* _Your task_:
Every line with the word "below" in it should be extracted from the data that follows.

═══ Provided data ═══

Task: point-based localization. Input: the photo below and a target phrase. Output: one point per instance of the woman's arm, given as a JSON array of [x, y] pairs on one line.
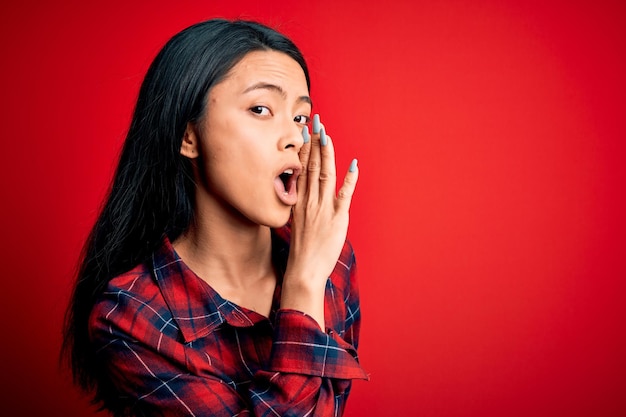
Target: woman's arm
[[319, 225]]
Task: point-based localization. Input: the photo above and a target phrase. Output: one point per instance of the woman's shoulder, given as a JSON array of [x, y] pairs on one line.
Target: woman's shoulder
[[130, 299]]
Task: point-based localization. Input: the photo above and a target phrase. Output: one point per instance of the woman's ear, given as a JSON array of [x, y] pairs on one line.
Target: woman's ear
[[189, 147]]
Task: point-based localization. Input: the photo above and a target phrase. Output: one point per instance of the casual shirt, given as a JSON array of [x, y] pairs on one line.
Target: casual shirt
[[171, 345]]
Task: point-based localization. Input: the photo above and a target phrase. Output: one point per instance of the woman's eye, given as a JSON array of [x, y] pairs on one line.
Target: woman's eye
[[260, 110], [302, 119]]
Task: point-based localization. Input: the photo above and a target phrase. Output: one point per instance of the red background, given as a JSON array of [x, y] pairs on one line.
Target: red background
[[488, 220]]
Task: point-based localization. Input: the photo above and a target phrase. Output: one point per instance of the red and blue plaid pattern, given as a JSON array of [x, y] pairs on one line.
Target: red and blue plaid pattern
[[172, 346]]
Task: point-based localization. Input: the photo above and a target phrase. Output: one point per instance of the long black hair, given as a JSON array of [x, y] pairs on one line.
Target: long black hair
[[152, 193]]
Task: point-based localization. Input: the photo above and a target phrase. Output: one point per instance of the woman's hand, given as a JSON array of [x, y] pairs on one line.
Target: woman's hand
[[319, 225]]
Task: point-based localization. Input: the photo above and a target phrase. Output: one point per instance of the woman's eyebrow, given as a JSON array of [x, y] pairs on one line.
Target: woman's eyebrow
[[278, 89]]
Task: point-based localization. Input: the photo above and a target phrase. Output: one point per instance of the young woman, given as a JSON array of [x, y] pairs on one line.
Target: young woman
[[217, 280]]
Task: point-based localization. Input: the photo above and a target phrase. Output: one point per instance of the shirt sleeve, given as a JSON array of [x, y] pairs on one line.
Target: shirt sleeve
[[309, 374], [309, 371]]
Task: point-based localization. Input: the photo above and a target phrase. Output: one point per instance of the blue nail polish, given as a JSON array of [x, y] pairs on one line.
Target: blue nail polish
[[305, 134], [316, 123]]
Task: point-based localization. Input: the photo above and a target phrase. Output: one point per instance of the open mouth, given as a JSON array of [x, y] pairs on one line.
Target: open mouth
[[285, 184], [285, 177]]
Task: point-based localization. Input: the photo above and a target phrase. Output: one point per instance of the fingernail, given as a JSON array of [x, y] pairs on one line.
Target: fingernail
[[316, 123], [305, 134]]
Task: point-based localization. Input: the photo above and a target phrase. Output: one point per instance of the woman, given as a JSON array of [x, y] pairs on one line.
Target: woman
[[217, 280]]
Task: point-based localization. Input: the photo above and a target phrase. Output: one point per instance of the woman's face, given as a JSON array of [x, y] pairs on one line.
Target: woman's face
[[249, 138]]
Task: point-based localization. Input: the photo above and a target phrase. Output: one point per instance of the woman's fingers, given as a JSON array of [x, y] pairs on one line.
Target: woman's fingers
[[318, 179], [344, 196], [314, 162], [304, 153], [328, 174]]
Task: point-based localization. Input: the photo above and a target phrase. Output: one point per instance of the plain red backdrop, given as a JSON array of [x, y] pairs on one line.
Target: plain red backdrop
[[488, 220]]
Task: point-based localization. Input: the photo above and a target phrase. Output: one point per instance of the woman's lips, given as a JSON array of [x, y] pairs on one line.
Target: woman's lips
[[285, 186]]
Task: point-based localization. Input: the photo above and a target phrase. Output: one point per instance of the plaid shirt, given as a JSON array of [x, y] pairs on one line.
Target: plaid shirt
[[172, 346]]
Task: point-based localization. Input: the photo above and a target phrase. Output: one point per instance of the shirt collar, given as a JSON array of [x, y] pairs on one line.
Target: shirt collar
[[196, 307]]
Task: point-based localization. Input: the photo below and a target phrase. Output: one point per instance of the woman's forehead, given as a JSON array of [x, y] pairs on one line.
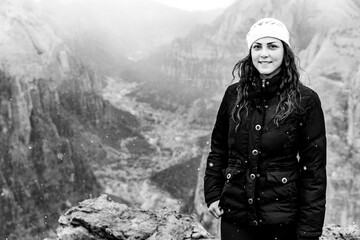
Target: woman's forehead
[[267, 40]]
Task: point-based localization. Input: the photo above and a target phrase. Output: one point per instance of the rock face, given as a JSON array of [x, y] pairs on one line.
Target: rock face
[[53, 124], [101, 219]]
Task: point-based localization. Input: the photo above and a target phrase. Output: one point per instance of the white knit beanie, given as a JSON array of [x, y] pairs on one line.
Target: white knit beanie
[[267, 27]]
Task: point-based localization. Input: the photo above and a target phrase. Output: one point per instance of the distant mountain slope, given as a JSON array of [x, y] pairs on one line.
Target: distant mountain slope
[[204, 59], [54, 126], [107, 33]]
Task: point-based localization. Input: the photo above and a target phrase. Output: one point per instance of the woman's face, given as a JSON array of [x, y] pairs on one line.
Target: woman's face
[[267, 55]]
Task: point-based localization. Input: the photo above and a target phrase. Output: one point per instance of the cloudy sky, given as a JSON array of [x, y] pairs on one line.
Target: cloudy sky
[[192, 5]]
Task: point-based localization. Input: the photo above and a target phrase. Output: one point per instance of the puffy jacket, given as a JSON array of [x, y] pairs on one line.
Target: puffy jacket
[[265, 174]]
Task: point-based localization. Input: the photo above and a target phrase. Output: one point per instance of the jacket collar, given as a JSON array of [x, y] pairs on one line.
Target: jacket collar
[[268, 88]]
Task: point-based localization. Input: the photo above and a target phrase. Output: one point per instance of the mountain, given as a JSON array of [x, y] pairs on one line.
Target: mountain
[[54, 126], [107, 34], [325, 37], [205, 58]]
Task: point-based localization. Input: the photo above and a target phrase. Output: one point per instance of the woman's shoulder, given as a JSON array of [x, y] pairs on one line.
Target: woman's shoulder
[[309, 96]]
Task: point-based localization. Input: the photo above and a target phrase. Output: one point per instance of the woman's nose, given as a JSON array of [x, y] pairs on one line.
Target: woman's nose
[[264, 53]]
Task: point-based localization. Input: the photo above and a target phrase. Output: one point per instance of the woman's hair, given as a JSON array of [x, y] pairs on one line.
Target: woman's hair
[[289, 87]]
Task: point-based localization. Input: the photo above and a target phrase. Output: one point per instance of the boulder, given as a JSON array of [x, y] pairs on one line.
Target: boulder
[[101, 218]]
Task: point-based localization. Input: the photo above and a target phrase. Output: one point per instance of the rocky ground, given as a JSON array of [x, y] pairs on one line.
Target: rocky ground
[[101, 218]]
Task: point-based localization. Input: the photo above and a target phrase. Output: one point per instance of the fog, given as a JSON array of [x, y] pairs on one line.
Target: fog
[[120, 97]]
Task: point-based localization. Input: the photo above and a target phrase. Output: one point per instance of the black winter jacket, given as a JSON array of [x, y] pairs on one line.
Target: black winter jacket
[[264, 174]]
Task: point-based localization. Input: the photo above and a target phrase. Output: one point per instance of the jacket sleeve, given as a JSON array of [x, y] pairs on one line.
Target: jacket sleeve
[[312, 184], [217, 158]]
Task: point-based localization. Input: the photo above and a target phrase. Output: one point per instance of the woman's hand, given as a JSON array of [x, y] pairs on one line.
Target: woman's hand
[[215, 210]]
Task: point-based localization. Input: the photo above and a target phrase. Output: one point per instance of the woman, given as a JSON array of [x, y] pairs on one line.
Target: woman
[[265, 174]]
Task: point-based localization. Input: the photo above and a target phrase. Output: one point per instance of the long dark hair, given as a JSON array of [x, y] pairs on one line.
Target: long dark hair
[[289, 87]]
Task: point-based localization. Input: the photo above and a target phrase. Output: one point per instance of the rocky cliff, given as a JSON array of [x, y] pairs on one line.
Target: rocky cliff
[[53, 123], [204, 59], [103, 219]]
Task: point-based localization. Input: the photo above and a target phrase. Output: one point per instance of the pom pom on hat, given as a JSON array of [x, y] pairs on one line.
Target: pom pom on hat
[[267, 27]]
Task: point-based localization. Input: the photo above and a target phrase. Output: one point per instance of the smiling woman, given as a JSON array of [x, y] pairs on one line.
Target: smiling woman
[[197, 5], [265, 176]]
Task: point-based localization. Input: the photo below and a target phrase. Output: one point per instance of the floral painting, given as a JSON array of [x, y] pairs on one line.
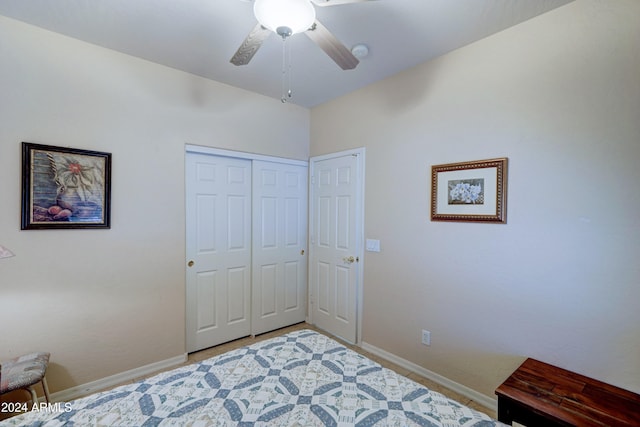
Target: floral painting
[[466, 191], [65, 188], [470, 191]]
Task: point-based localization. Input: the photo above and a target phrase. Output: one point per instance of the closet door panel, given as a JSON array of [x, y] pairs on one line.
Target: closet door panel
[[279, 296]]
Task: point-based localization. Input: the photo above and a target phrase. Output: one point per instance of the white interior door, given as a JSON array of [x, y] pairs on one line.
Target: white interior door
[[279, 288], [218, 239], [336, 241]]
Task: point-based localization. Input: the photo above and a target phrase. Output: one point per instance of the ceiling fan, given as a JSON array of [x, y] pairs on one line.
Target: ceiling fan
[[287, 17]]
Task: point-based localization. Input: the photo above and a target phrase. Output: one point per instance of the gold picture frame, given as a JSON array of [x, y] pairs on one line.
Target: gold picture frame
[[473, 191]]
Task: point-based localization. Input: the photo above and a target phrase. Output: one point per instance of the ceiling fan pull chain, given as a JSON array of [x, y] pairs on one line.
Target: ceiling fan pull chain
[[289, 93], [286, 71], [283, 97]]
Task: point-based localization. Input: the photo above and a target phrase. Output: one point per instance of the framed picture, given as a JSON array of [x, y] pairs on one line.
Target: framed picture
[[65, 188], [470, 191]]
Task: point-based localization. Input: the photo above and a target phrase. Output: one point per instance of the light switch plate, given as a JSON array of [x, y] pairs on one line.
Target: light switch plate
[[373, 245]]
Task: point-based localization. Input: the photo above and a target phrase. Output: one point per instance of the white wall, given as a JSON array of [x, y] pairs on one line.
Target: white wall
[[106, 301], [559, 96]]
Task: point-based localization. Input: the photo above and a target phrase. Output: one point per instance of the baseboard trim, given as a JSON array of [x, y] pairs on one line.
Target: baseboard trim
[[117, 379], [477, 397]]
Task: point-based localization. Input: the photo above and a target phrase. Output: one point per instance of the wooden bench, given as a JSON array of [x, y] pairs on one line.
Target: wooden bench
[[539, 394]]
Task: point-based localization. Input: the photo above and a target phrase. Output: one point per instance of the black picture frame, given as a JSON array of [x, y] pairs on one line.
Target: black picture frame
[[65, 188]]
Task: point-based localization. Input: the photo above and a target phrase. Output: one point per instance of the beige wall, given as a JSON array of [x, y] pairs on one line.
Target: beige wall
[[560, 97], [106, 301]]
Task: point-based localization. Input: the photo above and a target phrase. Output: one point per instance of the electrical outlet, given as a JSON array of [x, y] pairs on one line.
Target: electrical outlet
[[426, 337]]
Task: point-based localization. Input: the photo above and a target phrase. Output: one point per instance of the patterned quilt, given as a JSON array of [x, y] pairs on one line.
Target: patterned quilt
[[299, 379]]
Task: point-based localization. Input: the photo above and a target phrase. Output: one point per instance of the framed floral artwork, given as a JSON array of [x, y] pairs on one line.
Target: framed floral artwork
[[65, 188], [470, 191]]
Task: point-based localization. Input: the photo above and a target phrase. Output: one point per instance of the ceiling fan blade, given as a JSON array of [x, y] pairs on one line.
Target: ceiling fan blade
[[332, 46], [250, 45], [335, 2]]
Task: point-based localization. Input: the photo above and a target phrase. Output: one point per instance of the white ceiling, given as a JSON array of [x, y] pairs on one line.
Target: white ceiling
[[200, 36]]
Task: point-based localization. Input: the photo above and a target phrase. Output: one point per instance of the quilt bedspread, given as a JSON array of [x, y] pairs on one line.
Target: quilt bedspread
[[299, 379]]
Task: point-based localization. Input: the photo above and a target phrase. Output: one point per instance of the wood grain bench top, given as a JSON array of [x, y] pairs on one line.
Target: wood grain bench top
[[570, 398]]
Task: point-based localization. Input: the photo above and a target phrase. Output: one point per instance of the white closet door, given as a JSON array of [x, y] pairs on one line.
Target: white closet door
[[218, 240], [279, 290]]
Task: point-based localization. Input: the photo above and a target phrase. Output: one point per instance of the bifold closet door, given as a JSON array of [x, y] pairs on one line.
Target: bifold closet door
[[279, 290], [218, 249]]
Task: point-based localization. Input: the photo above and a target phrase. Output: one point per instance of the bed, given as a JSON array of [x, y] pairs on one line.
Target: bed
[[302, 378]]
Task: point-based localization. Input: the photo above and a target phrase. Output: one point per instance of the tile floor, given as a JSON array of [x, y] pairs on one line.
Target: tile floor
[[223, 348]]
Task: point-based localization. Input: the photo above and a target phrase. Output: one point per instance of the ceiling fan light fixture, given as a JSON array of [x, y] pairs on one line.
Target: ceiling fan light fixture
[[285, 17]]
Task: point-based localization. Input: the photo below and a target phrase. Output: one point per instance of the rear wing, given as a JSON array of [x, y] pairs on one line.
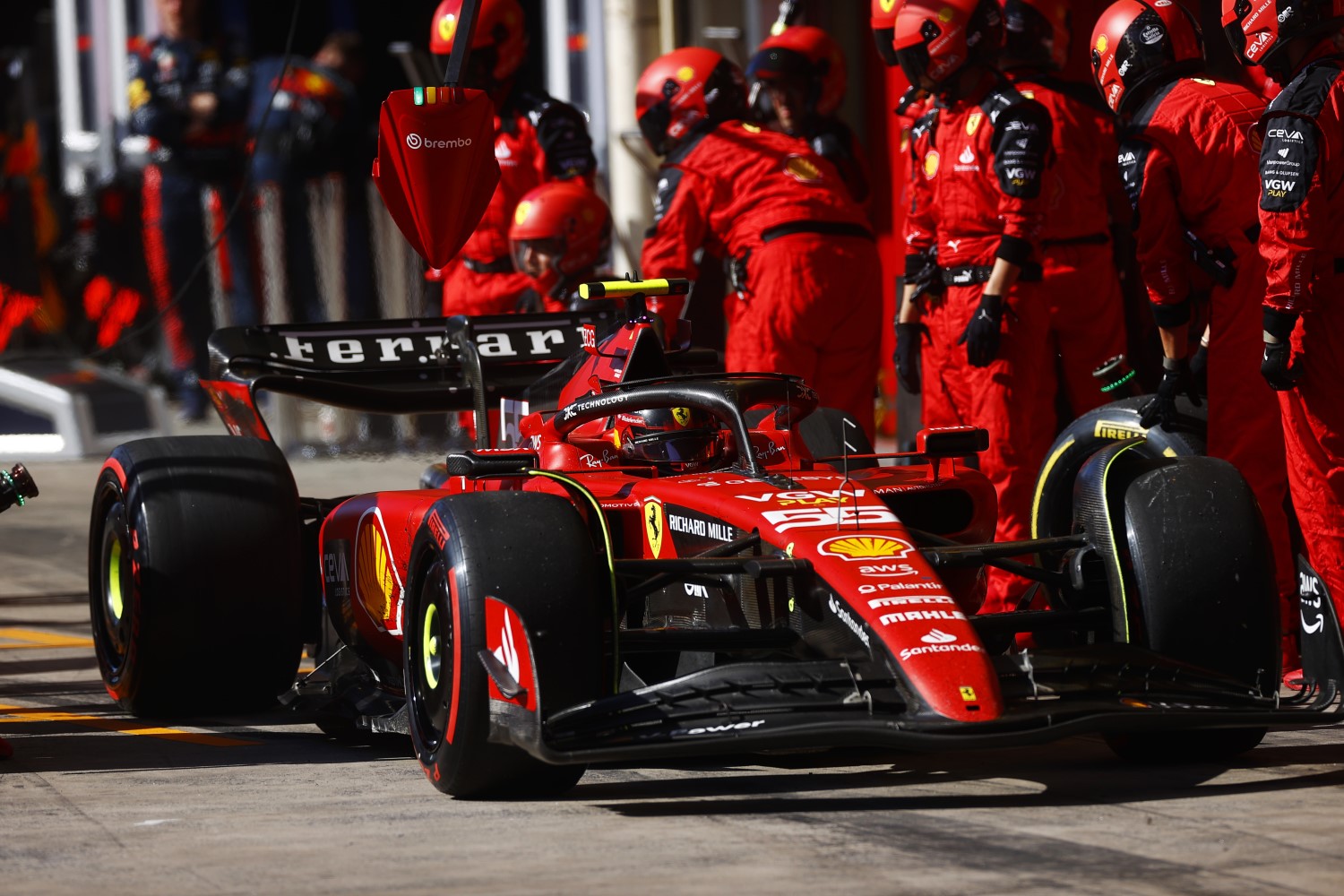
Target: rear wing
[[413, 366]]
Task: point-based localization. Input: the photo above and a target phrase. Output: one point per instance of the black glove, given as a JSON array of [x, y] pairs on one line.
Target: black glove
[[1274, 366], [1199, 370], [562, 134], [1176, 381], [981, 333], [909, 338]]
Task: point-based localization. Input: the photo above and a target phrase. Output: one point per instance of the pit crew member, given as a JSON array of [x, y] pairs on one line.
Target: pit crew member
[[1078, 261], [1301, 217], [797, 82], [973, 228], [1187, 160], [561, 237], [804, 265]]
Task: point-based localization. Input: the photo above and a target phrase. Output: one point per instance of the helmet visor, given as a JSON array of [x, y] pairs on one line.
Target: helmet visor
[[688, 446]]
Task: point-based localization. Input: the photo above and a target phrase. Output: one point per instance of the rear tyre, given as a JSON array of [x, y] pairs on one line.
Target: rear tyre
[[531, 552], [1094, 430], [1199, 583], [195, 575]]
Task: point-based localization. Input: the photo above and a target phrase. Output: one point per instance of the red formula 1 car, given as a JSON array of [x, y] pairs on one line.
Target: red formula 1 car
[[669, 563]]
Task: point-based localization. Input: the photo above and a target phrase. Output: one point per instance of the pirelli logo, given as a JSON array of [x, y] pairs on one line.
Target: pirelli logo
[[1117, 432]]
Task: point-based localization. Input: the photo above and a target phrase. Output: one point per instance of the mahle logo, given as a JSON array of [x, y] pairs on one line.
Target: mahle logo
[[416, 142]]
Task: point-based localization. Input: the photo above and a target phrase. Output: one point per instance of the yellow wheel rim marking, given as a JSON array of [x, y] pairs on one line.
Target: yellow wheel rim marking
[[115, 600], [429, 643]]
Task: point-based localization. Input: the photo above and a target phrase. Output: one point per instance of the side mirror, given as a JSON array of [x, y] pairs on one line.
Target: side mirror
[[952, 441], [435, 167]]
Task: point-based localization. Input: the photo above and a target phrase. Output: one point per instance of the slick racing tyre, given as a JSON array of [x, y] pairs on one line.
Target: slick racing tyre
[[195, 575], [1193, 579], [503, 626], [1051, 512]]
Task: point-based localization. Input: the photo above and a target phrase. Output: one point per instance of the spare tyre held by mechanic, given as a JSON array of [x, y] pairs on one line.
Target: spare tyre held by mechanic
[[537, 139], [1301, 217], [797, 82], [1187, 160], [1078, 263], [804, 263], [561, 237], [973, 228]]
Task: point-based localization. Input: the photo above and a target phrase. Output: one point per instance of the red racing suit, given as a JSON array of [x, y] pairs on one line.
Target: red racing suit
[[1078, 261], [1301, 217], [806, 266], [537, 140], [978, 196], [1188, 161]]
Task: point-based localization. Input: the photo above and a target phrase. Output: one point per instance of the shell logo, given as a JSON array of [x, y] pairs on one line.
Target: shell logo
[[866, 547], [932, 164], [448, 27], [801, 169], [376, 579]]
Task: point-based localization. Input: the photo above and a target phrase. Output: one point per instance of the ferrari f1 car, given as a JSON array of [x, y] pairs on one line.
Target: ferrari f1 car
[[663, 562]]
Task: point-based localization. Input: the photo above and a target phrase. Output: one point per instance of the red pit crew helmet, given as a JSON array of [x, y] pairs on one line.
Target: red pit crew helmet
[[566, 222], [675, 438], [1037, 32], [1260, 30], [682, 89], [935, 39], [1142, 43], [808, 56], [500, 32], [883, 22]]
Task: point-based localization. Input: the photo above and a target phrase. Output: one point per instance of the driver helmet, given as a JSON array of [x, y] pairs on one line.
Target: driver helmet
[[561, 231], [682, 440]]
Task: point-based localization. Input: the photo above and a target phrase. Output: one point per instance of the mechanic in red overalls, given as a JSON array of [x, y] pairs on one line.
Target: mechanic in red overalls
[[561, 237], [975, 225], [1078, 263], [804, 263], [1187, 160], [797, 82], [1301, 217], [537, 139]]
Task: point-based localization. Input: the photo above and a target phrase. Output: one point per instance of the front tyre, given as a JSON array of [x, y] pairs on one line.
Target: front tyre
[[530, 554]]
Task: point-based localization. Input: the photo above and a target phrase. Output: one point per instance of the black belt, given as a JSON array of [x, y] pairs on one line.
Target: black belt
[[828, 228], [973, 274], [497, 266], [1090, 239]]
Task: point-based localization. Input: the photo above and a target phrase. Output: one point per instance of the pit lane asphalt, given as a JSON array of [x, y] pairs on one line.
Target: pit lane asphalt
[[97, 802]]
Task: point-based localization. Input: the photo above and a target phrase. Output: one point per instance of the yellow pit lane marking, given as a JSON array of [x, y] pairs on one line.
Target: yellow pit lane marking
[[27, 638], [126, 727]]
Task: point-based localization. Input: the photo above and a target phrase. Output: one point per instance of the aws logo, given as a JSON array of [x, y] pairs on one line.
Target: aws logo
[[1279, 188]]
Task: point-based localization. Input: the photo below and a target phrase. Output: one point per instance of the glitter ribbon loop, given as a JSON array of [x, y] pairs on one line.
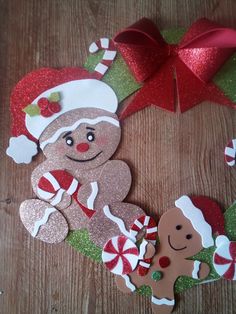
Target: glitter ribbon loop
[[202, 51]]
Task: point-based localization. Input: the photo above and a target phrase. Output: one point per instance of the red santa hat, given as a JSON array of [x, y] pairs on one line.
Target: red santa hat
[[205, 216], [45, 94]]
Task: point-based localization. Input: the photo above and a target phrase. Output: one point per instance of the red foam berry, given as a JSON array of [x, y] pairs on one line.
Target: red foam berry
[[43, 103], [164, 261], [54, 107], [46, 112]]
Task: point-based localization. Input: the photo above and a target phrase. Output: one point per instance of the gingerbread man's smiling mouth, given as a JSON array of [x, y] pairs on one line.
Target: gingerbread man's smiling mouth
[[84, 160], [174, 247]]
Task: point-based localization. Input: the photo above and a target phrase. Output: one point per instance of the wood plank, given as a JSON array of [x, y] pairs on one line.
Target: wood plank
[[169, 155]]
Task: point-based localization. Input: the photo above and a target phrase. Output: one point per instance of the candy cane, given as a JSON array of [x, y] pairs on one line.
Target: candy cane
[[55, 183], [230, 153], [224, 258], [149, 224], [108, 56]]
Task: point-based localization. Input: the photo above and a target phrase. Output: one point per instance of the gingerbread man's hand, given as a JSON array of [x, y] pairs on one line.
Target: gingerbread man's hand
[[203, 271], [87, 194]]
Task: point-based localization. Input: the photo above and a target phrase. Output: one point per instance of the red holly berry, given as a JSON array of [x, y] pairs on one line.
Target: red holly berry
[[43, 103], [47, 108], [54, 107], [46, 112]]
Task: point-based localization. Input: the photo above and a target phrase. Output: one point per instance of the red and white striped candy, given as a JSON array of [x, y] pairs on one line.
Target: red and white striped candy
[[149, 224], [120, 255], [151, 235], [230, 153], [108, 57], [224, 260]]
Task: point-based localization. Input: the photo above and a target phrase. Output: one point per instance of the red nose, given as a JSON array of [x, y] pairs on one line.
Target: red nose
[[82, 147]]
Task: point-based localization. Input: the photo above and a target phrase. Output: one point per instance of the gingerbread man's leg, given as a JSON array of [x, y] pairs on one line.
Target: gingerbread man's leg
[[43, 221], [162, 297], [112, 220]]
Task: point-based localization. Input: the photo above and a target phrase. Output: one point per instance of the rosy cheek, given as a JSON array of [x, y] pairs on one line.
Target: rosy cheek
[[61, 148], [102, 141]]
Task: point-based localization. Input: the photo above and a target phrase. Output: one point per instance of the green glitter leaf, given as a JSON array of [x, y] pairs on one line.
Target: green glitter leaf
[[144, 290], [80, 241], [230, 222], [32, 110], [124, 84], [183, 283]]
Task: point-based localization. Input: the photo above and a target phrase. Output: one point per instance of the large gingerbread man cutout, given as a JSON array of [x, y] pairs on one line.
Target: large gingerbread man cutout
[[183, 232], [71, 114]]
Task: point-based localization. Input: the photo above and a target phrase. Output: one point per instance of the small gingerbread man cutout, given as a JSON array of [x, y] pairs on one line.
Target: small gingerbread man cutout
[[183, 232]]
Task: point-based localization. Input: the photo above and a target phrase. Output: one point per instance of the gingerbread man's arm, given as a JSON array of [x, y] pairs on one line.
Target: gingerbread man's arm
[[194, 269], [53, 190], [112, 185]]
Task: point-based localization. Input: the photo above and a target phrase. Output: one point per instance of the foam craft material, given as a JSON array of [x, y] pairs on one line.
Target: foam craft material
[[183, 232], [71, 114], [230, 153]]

═══

* _Answer for this exercise_:
Task: point-based localization. Input: the photo below and a target phrase. Output: one point per instance of the woman's arm, given as a JSON array of [x, y] pairs on one line.
Task: point-based localization. Input: the photo below and a target phrase. Output: one point per instance of the woman's forehead, given as a JSON array of [x, y] pairs on one line.
Task: point-based localization. Input: the photo below and a target phrase. Output: one point per instance of the floral painting, given as a JSON array of [x, y] pairs on one line.
Task: point-based localization. Input: the photo below and a target phrase. Output: one point per instance of the rear wing, given as a JSON array of [x, y] pairs on one line.
Task: point-based localization. Input: the photo below and a target phrase. Output: one point per instance of the glitter ribbon loop, given as a JSON array of [x, y] pairs on one line.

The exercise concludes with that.